━━━━━ Provided information ━━━━━

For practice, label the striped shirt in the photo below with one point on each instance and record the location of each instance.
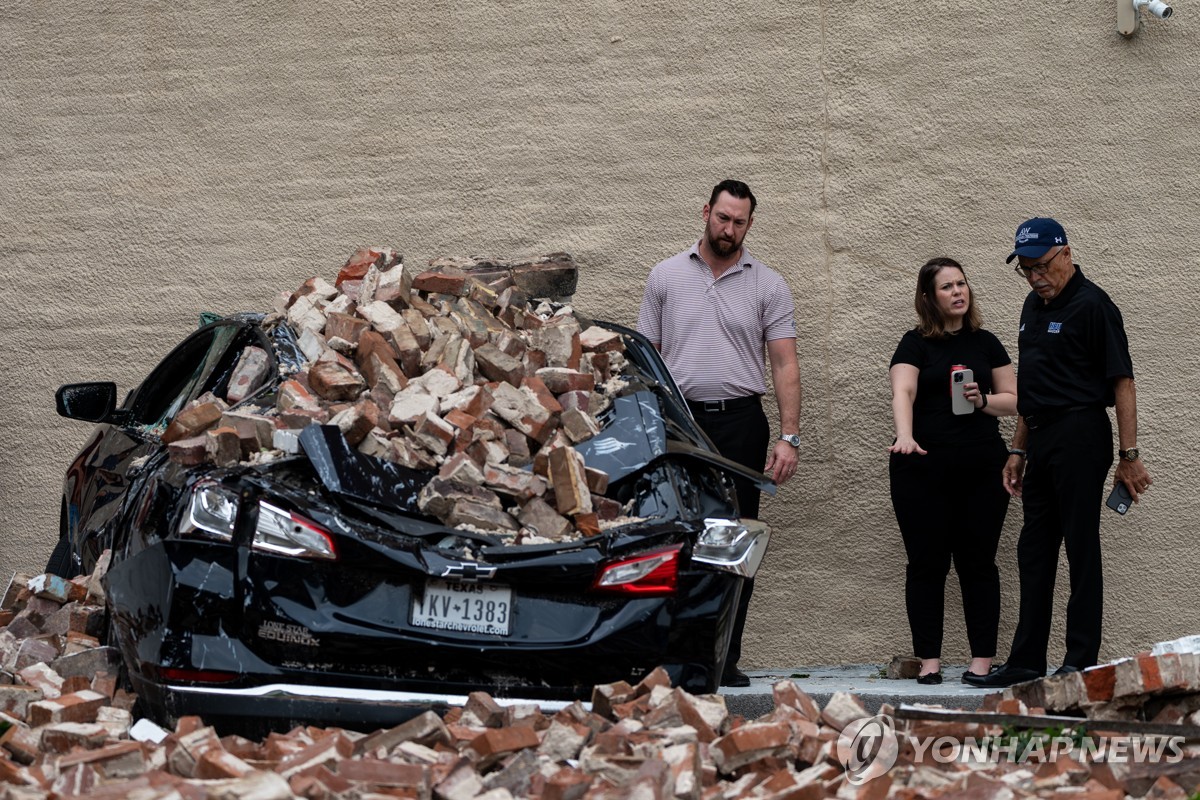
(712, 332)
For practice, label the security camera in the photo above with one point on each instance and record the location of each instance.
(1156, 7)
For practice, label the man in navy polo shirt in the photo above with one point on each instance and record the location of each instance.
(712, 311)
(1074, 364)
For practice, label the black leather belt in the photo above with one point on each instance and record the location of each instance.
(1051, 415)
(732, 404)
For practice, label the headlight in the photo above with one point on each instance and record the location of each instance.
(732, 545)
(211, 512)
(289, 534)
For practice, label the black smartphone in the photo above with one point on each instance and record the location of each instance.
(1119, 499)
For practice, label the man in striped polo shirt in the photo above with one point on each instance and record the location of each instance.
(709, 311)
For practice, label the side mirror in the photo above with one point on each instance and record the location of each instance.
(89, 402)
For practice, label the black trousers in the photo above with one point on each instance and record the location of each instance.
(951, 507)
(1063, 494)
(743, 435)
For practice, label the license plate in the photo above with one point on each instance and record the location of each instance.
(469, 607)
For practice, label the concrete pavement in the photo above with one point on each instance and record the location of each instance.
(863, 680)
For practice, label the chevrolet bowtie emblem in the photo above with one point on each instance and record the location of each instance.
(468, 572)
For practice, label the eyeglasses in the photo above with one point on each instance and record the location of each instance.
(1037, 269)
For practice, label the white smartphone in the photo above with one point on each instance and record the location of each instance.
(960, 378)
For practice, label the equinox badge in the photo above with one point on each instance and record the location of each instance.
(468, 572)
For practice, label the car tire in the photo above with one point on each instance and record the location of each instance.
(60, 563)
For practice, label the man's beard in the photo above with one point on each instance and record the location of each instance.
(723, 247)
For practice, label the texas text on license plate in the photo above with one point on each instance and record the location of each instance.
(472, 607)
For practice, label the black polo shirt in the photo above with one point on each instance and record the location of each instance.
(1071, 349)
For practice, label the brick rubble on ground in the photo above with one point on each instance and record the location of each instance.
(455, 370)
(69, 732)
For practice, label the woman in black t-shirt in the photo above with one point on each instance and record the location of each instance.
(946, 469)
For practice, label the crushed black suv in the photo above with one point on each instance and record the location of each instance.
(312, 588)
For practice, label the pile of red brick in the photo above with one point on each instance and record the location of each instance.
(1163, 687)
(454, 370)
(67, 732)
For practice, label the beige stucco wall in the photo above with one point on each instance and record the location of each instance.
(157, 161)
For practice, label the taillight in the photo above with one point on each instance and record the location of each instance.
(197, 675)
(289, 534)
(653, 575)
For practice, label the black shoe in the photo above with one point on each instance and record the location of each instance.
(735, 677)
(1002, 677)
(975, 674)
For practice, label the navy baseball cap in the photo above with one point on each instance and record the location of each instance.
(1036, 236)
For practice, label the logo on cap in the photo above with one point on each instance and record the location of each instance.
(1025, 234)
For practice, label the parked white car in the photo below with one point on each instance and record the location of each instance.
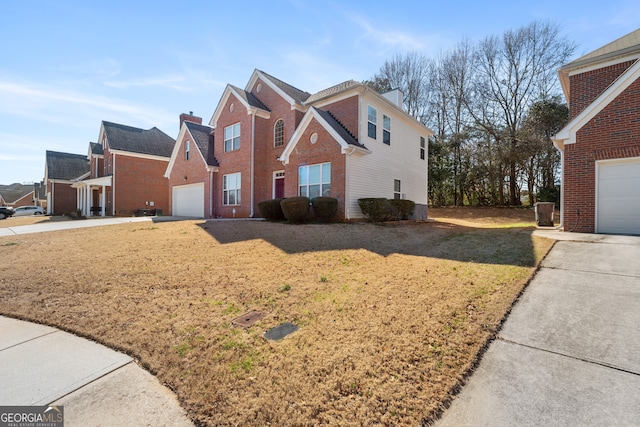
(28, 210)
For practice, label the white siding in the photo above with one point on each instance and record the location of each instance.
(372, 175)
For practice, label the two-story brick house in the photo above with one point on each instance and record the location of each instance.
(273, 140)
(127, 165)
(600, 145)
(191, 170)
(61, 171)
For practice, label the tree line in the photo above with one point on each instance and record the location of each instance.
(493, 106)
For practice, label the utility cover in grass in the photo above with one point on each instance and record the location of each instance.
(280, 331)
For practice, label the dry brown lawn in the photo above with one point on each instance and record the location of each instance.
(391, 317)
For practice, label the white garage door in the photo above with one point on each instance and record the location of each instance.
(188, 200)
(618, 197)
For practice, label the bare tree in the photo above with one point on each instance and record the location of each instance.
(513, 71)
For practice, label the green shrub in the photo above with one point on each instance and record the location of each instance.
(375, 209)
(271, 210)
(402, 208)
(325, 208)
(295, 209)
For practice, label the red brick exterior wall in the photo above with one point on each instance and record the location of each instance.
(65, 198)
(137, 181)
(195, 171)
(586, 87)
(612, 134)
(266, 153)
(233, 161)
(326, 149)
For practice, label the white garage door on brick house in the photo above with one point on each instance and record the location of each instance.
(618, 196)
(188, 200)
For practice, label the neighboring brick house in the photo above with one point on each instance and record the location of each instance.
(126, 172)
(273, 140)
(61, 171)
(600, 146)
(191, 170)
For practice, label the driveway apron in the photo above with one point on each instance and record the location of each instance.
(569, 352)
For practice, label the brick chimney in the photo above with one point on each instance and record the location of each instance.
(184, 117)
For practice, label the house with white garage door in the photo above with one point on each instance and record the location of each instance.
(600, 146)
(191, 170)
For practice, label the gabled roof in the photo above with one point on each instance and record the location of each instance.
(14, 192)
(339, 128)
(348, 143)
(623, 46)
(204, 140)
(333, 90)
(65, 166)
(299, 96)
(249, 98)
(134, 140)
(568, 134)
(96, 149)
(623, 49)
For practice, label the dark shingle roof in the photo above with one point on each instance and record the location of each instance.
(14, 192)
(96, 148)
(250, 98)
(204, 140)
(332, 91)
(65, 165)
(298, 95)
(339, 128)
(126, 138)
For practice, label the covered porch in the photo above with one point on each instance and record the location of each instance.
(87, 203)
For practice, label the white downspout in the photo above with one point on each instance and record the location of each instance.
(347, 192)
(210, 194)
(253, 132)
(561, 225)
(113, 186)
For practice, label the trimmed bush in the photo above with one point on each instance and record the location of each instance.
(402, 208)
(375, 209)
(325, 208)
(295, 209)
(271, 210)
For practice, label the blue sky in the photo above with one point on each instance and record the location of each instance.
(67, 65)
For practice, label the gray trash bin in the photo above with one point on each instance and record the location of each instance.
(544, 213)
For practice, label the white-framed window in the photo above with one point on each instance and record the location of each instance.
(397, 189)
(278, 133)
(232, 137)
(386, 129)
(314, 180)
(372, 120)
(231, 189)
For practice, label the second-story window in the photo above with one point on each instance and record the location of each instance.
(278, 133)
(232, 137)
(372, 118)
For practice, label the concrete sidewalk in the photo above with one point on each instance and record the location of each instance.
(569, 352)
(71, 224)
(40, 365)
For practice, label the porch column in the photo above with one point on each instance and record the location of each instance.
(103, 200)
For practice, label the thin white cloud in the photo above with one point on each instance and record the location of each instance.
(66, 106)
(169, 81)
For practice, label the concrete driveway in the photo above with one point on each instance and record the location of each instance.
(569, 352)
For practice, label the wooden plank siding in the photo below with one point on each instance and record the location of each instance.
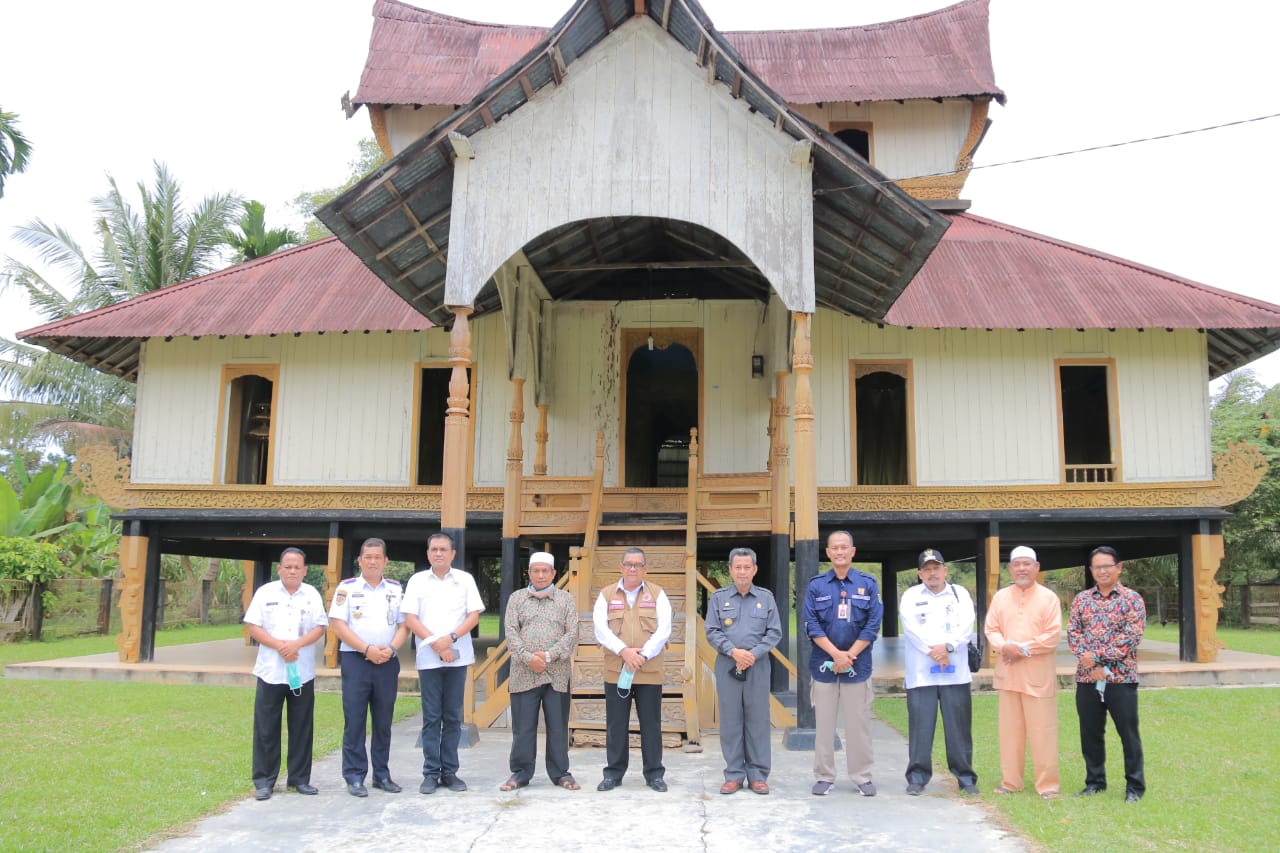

━━━━━

- Challenge
Put every line of the items above into a numbered list. Skip blank lines and leave the pictures out.

- Exercise response
1. For practice, label the striped shirt in the photo below with one point on each instance and record the location of each instance.
2. (712, 332)
3. For practice, label the security camera in the photo above with one point on each instance and record the location of each instance.
4. (1156, 7)
5. For practice, label the man in navy polo shirt in the photo above with one point on each instance and record the location of each instance.
6. (712, 311)
7. (1074, 364)
8. For practice, label the black leather belt in the photo above with one point on each instance and record the location of each instance.
9. (1051, 415)
10. (732, 404)
11. For practice, label the headlight in the photo above with one point on each instance and record the location of each instance.
12. (732, 545)
13. (211, 512)
14. (289, 534)
15. For practice, label the black smartphone in the photo above with one point on each instance and record the location of each instance.
16. (1119, 499)
17. For practice, label the man in striped polo shirt in the photo above with one point on each instance and record the location of each instance.
18. (709, 311)
19. For practice, label the side mirror in the photo above with one point on each instance and record the location of each instance.
20. (89, 402)
21. For practice, label the black trousers in the photo above with one point on each instance and record the location of each instance.
22. (951, 507)
23. (1063, 494)
24. (743, 435)
25. For practice, label the license plate in the photo above with one point on each instance and record the location of each instance.
26. (469, 607)
27. For practice, label the concrete pavement in the photo above with one point on each instance and record the location of each instance.
28. (863, 680)
29. For practice, label the chevrolet bowtie emblem in the photo above with one point on each instance and record the location of each instance.
30. (468, 572)
31. For practice, label the eyeglasses in the photo above with one point on each instance and record the location of each instance.
32. (1037, 269)
33. For practice, label the white smartphone in the photo above with one point on each instance and record the location of each instance.
34. (960, 378)
35. For practice, label the equinox badge in the photo above with one point on each instance and record the location of each instance.
36. (468, 572)
37. For practice, label the car tire in the photo above with one point on each instance and record the location of each instance.
38. (60, 563)
39. For practice, label the man's beard in the photo above with one point on each instance and record the location of each instance.
40. (723, 247)
41. For practice, label the texas text on license plate in the photo above with one point on each instance and record the location of each instance.
42. (472, 607)
43. For practice, label the black polo shirt in the photo above with one point on each instance and record the location of each instance.
44. (1071, 349)
45. For practice, label the brick rubble on ground in the photo above with one point on each instance and record the location of each instance.
46. (455, 370)
47. (69, 732)
48. For practice, label the woman in black t-shirt in the photo above with one point on each instance and record the location of each instance.
49. (946, 469)
50. For practice, label the crushed black suv in the photo above with one point on each instance and record the location of each instance.
51. (312, 588)
52. For practice, label the pile of red brick in the photo above with one point on each instance and record the location of each instance.
53. (1163, 687)
54. (454, 370)
55. (67, 732)
56. For practice, label the beige stucco wall in the photo above with one point on each instance and record the location of each instance.
57. (157, 161)
58. For practice, label the taillight in the photo above with one point on each instance and record the location of each instance.
59. (197, 675)
60. (289, 534)
61. (653, 575)
62. For practice, label the black shoe in the photo above with one point on each instance and record the location of each instance.
63. (735, 677)
64. (1002, 677)
65. (975, 674)
66. For practice, label the navy baseball cap in the photo above with one point on each instance and record the location of each instance.
67. (1036, 236)
68. For practice, label the logo on cap in the photo above with one point on each instance and record the location of each instance.
69. (1025, 234)
70. For practice, label the parked white car in the photo below with one point on each instance and record the location of each instance.
71. (28, 210)
72. For practice, label the white siding in the photo above with one point on each instance and record the location of each instance.
73. (372, 175)
74. For practice, label the two-story brick house in the photo above with one point on each instance and record the location of each instance.
75. (273, 140)
76. (127, 165)
77. (600, 145)
78. (191, 170)
79. (61, 171)
80. For practice, label the tree line in the photo above with one point on each instance and record the location of each instance.
81. (493, 106)
82. For practice, label the utility cover in grass in the photo above with one point on each instance and record the location of each instance.
83. (280, 331)
84. For practice, label the dry brown lawn in the photo above with one point on each instance and record the location of each instance.
85. (391, 317)
86. For practice, label the white garage door in the photo above with one point on each instance and record the location of each instance.
87. (188, 200)
88. (618, 197)
89. For practice, label the bare tree in the photo above with one point on each instance and record the location of each instance.
90. (513, 71)
91. For practice, label the green shrub in the photo above with one point on each instance and record the location of each instance.
92. (375, 209)
93. (271, 210)
94. (402, 208)
95. (325, 208)
96. (295, 209)
97. For practice, label the red brick exterior wall in the photo above with one point on each instance and record the location of each instance.
98. (65, 198)
99. (137, 181)
100. (195, 171)
101. (586, 87)
102. (612, 134)
103. (266, 153)
104. (233, 161)
105. (326, 149)
106. For practice, label the white garage door on brick house in the photo above with one point on each instance and record the location of each instance.
107. (618, 196)
108. (188, 200)
109. For practice, label the neighboring brick house in the photo above with one point on each instance and record the location of each instance.
110. (126, 172)
111. (273, 140)
112. (61, 171)
113. (600, 146)
114. (191, 170)
115. For practice, label the driveway apron in the photo above with one point on each instance and record the location of each instance.
116. (569, 352)
117. For practice, label the brick chimney in the photo above with one point on each instance and record the location of each instance.
118. (184, 117)
119. For practice, label the house with white garage door in the photo above with one point on each instance and record the location of each instance.
120. (600, 146)
121. (191, 170)
122. For practice, label the gabled roof in the photo above with one point on each instance and record the location of each instance.
123. (14, 192)
124. (339, 128)
125. (348, 143)
126. (623, 46)
127. (204, 140)
128. (333, 90)
129. (65, 166)
130. (299, 96)
131. (249, 98)
132. (134, 140)
133. (568, 134)
134. (96, 149)
135. (623, 49)
136. For practice, label the dark shingle roof in the photo above with one point on each instance and record the location of each instance.
137. (14, 192)
138. (96, 148)
139. (250, 98)
140. (204, 140)
141. (332, 91)
142. (65, 165)
143. (298, 95)
144. (339, 128)
145. (126, 138)
146. For practice, label the covered porch in the photo above with one point on each instance and record the location of each instance.
147. (87, 203)
148. For practice, label the white downspout in the photo above with one point on each instance and record the location of each instance.
149. (347, 192)
150. (210, 194)
151. (253, 132)
152. (561, 225)
153. (113, 186)
154. For practice, label the trimmed bush in the photo above with one point on each instance and record the location of each instance.
155. (402, 208)
156. (375, 209)
157. (325, 208)
158. (295, 209)
159. (271, 210)
160. For practice, label the blue sky in the photo above with one point on each instance and record the location of each instance.
161. (67, 65)
162. For practice, label the gray trash bin in the photo above with one point on each instance and record the location of each instance.
163. (544, 213)
164. For practice, label the white-framed window in the photo above with one point on each instance and record the location of each instance.
165. (397, 189)
166. (278, 133)
167. (232, 137)
168. (386, 129)
169. (314, 180)
170. (372, 120)
171. (231, 189)
172. For practice, label the second-story window in the photo above with one point on each instance and record the location of each instance.
173. (278, 133)
174. (232, 137)
175. (372, 118)
176. For practice, label the concrete sidewalk in the photo above with one point on each instance and record the location of each instance.
177. (569, 352)
178. (71, 224)
179. (40, 365)
180. For practice, label the porch column in the photo above with one point on each instance and record the location of each instance.
181. (103, 200)
182. For practice, label the thin white cloud in the photo above with one point on each instance and record the location of each instance.
183. (66, 106)
184. (169, 81)
185. For practice, label the concrete driveway in the photo above with one point on each instance and record the location of each instance.
186. (569, 352)
187. For practice, label the wooden plank siding in the photo below with one point on each instance and record the location of each instance.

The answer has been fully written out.